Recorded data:
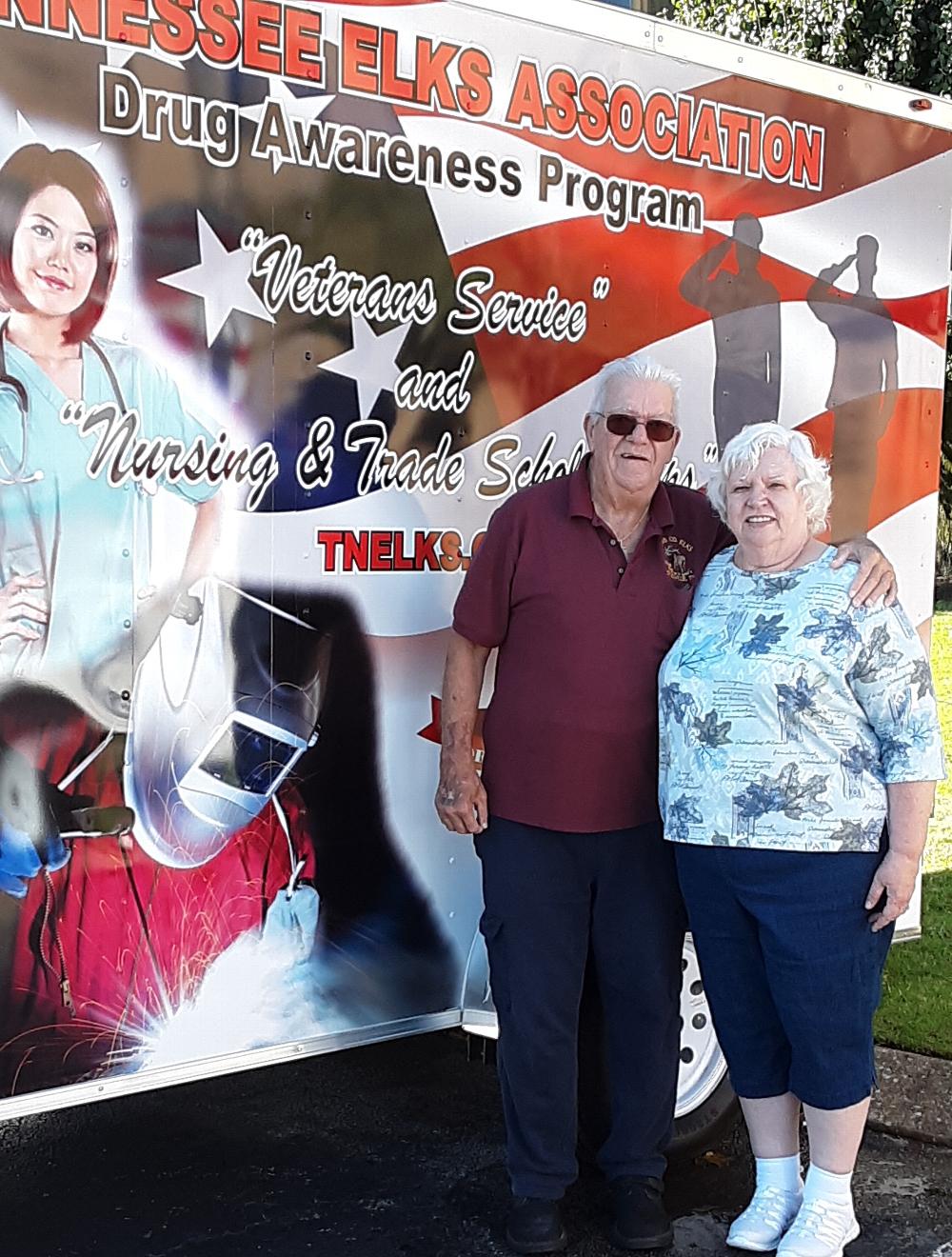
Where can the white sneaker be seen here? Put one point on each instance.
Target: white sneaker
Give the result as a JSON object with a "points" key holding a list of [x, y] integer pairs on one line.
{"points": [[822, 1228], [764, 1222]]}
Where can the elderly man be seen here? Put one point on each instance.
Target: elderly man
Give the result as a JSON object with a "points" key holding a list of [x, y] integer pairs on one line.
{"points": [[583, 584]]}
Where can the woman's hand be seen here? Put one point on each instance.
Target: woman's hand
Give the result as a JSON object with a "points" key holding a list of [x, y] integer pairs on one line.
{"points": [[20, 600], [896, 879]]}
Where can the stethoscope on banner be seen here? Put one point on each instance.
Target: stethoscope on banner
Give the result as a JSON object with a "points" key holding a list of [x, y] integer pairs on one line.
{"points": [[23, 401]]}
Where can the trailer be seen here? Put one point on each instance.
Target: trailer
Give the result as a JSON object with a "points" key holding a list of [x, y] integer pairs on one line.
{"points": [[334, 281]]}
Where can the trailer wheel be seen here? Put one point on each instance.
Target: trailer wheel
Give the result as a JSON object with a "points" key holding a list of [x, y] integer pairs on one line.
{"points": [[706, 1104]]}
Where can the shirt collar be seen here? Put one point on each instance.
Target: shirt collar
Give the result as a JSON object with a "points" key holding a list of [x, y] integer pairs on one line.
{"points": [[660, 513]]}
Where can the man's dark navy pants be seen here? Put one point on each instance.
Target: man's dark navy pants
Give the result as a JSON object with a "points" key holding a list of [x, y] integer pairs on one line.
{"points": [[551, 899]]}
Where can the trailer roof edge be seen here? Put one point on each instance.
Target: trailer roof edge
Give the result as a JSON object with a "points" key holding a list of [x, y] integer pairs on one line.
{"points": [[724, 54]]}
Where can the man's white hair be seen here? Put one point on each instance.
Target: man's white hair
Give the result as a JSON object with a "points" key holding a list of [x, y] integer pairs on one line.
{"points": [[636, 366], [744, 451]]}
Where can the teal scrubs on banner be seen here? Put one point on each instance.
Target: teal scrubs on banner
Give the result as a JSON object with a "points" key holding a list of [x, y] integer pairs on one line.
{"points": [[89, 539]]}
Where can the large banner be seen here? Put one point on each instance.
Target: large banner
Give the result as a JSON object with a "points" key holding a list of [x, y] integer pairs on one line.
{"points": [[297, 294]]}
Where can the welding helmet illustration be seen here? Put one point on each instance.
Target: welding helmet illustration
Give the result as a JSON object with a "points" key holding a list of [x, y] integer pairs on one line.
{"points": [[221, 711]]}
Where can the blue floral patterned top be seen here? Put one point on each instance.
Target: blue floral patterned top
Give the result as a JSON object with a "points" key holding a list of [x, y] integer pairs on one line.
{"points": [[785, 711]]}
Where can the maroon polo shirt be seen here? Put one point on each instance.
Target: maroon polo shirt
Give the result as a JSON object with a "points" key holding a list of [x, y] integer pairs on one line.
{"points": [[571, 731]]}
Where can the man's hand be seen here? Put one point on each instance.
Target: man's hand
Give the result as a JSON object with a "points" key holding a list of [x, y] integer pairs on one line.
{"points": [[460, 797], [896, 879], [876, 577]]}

● Action item: Using the records above, say how many lines contain the word "navy". Write the number alone.

● Task answer: 2